Dataset records:
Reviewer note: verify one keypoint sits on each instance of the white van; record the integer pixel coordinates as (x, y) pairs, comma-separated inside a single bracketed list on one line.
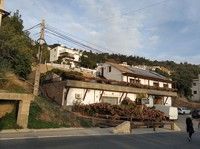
[(170, 112)]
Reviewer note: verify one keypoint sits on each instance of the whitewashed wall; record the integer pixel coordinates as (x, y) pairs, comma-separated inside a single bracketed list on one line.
[(93, 96), (113, 75)]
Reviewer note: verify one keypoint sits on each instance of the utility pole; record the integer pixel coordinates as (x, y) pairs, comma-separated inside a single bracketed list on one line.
[(41, 41), (1, 10)]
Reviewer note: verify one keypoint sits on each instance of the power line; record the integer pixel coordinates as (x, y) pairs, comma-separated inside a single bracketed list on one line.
[(134, 11), (74, 42), (51, 27), (37, 25), (69, 39)]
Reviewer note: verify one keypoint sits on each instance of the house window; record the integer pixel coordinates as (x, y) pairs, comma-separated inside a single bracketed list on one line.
[(165, 85), (109, 68), (155, 84), (134, 81)]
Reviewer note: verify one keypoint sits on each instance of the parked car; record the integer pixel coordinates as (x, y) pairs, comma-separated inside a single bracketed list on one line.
[(184, 110), (196, 113)]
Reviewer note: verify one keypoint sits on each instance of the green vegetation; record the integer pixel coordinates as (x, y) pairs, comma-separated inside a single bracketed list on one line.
[(47, 114), (37, 109), (17, 50), (9, 121), (72, 75), (35, 122)]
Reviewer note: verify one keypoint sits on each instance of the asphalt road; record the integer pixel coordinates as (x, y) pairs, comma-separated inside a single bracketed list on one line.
[(144, 141)]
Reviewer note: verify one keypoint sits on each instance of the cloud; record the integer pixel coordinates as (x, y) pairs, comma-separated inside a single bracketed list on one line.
[(168, 31)]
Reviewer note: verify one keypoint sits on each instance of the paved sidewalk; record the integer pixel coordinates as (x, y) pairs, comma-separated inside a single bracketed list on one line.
[(67, 132), (47, 133)]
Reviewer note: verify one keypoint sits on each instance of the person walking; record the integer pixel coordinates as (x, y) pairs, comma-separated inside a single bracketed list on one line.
[(189, 128)]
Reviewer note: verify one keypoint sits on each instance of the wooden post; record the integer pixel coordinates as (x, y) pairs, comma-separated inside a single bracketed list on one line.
[(85, 94), (101, 96)]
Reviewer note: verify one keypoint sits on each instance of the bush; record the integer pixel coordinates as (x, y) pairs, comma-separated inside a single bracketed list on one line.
[(126, 109)]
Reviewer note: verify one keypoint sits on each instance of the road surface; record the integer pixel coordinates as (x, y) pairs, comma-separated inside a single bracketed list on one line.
[(141, 141)]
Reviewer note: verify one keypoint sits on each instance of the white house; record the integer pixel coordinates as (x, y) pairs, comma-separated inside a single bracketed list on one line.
[(69, 56), (196, 89), (158, 89), (126, 73)]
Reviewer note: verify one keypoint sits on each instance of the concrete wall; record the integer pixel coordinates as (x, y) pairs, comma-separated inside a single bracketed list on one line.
[(196, 90), (55, 53), (113, 75), (75, 93)]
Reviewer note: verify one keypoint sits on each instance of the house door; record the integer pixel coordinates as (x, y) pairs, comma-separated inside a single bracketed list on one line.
[(102, 71), (111, 100)]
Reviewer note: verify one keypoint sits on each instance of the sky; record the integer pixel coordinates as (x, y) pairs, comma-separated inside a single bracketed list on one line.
[(154, 29)]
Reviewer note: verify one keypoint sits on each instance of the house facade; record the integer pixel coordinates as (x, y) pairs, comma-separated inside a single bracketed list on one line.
[(129, 74), (67, 93), (196, 89), (124, 82), (69, 56)]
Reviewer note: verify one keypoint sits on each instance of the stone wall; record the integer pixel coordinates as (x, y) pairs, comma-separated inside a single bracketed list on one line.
[(123, 128)]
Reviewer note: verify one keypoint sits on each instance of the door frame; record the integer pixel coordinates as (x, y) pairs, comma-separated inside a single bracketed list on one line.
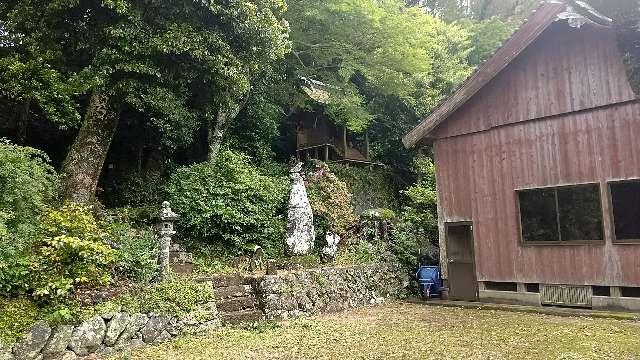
[(469, 223)]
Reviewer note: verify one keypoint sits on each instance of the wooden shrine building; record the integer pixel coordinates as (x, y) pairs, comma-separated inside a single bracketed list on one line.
[(538, 169)]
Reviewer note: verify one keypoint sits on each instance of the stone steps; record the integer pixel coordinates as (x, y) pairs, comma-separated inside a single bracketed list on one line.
[(235, 298), (236, 304), (233, 291), (239, 317)]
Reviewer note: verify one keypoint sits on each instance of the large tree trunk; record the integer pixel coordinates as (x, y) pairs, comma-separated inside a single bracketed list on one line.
[(216, 131), (83, 165)]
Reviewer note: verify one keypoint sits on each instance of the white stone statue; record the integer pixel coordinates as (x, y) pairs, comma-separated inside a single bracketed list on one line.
[(300, 232)]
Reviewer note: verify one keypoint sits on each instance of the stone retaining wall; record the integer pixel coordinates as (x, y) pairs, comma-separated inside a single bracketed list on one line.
[(106, 334), (283, 296), (324, 290)]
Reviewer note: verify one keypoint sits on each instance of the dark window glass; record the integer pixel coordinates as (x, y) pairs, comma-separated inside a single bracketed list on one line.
[(625, 198), (571, 213), (580, 213), (538, 215)]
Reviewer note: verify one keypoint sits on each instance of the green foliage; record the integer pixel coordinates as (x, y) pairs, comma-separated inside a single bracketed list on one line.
[(418, 223), (27, 184), (371, 187), (360, 252), (137, 189), (421, 213), (486, 36), (330, 200), (33, 80), (406, 54), (16, 317), (176, 62), (229, 204), (70, 254), (136, 255), (210, 259)]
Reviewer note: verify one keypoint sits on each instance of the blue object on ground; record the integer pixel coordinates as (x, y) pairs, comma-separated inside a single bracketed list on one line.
[(429, 280)]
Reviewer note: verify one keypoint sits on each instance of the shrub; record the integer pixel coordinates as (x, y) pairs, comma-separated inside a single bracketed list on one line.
[(71, 253), (229, 204), (371, 187), (418, 223), (360, 252), (138, 189), (16, 317), (330, 200), (174, 296), (137, 254), (421, 214), (27, 184)]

• [What you should do]: What is needed is an exact reprint of every entry, pictures excluded.

• [Exercise response]:
Reviewer note: verify one keypoint sits on each instance of the white van; record the integer pixel coordinates as (x, y) pairs, comma-separated inside a single bracketed list on one line.
[(170, 112)]
Reviewer note: verify one keypoint sits on each instance of the whitewashed wall; record the integer pixel coordinates as (x, y) pairs, comma-separated inside a single bracketed list on one line.
[(93, 96), (113, 75)]
Reviewer note: verify one keypoint sits on each instance of the utility pole; record the integer pixel coordinates as (x, y) pairs, comma-separated inside a single bracketed list on one line.
[(41, 41), (1, 10)]
Reviewer note: verify one keypoint sits on each instance of the power line; record the integer pixel coordinates as (x, y) pairs, comma-separated inside a single bracketed list on one line.
[(134, 11), (74, 42), (51, 27), (37, 25), (69, 39)]
Reviewer note: verify one keypoint sits on each instance of the house window; record the integer pixel coordinates as (x, y) pairs, comma-separated inside a single bracketed list on one line.
[(165, 85), (109, 68), (155, 84), (134, 81)]
Reviewer note: verify one keypoint sits on each instance of the parked car; record the integer pixel coordinates as (x, y) pairs, comma-separated inside a single bracketed list on one line.
[(184, 110), (196, 113)]
Reviewer note: verify one keypoint sits on each instance of the green vegetation; record the integer pixel coordinates as (x, y) pairs, comma-separated inside a single bracketed list on one line.
[(47, 114), (37, 109), (17, 50), (9, 121), (72, 75), (35, 122)]
Reviewer note: verify one keypoint sits on each instance of the asphalt road; record the integer pixel coordinates as (x, y) pairs, comma-separated inside a single bracketed list on one line.
[(144, 141)]
Reviewer note: verify one keypoint sits on each instance of the cloud; record the integer pixel coordinates as (x, y) pairs, comma-separated inside a single bracketed list on one line.
[(168, 31)]
Reviewer note: verify one keypoint sits on each instance of the paved sidewalk; record the integer pixel coordinates as (x, y) pairs, comma-separated inside a single bracketed list on one line.
[(67, 132), (47, 133)]
Reviewer note: verify one keypoint sits on each instance of the person walking; record the integer pixel coordinates as (x, y) pairs, comma-separated inside a single bracketed list on one line.
[(189, 128)]
Reviewer note: verify one keypoint sits on each instance of the wooden post; record the integer pixel coordinates as (x, y) pairs, comma-separated inside a single bracketed list on one line.
[(85, 94), (101, 96)]
Reviewer note: verify one keypoint sits on each instance of the bush; record the integer pixel coordinates as (x, y) pairs, comma-separated inside a single bracketed list on one line.
[(126, 109)]
Reviewer note: verify one keypoint sits on each instance of the road surface; record the integer pixel coordinates as (x, y) pairs, comma-separated inside a single bracketed list on one line.
[(141, 141)]
Reviewer note: verify one keypoint sits on each instance of the white house; record the integer pixel coordinates as (x, y) pairs, comma-separated inside a single bracketed list on one line.
[(69, 56), (196, 89), (158, 89), (126, 73)]
Reviewer note: verify one keypoint sits on each instance of the concrete wall; record the integer pixel coordinates as (x, y) pairs, comma-separated inside a single bracketed list on one line.
[(196, 90), (55, 53), (113, 75), (75, 93)]
Reviewer note: verify one keypoint sits on each instance of the house door; record the integer pixel coordinates as (x, y) pairs, comma-separated inside a single bracketed list on one line.
[(102, 71), (111, 100)]
Reviewer note: verify one keypoint sits on each instance of the sky; record the integer pixel coordinates as (x, y) pairs, comma-separated inside a single bracketed list on one line.
[(154, 29)]
Reviewer note: verify one keypoint sits on each instance of the house facade; record the integer pixel coordinates as (x, y) pairs, comma-separated inside a single bracketed list on one line.
[(129, 74), (67, 93), (196, 89), (124, 82), (69, 56)]
Reviewer note: verify one keypoint sits on each instance of the stone wall; record the integer pixel coordinates as (x, y) pairs, comma-separated inside a single bracketed list on one line.
[(123, 128)]
Reviewer note: verify one keypoint sits on each instance of the door frame; record the integer pixel coordinates as (x, y) pairs, comma-separated inside a single bracketed list on one line.
[(469, 223)]
Reviewer note: verify one keypoint sits on each instance of the wooden shrine building; record the integer pixel coordinates as (x, y) pairs, comma-separated inside a single bracketed list on one line.
[(538, 169)]
Reviewer note: verify one keypoint sits on each instance of the stone steps; record the integer pixel coordinates as (x, y) pairs, comma-separated inside a single bracketed list on one line.
[(235, 298), (236, 304), (233, 291), (239, 317)]
Reviewer note: verify one keypoint sits on each instance of the large tree trunk; record the integer pixel coordinates as (x, y) pairs, comma-separated inside a single bracketed list on one line.
[(216, 131), (83, 165)]
Reviewer note: verify one keypoint sits on each instance of the white stone statue; record the integer pixel coordinates as (x, y) pairs, comma-separated inside a single bracketed list on one line.
[(300, 232)]
Reviewer note: verify one keypoint sits on each instance of the stone retaining wall; record the integer pixel coordinates as (x, y) pairs, comma-separated inside a single bracketed list on one line.
[(106, 334), (283, 296), (324, 290)]
Reviewer note: verify one keypoint sits on each instance of the dark window glass; record the integer pixel coordinates as (x, y) pairs, comma-separated inside a single bracketed list on one line.
[(625, 198), (571, 213), (580, 213), (538, 215)]
Reviewer note: verify one keypoint sits on each instance of the green foliage; record the integer pixel coordinates as (x, y) pairs, comma-separated inside a single bracketed list on one line.
[(418, 223), (27, 184), (371, 187), (360, 252), (137, 189), (421, 213), (486, 36), (330, 200), (33, 80), (406, 54), (16, 317), (176, 62), (229, 204), (70, 254), (136, 255), (210, 259)]
Reviewer note: verify one keypoint sits on each instance of the blue object on ground; record the integer pixel coordinates as (x, y) pairs, comma-separated inside a single bracketed list on one line.
[(429, 280)]
Reviewer note: verify one keypoint sits on each instance of the shrub; record the integer pixel coordinates as (x, y) pairs, comma-separated inside a single bracketed list on one line.
[(71, 253), (229, 204), (371, 187), (418, 223), (360, 252), (138, 189), (16, 317), (330, 200), (174, 296), (137, 254), (421, 214), (27, 184)]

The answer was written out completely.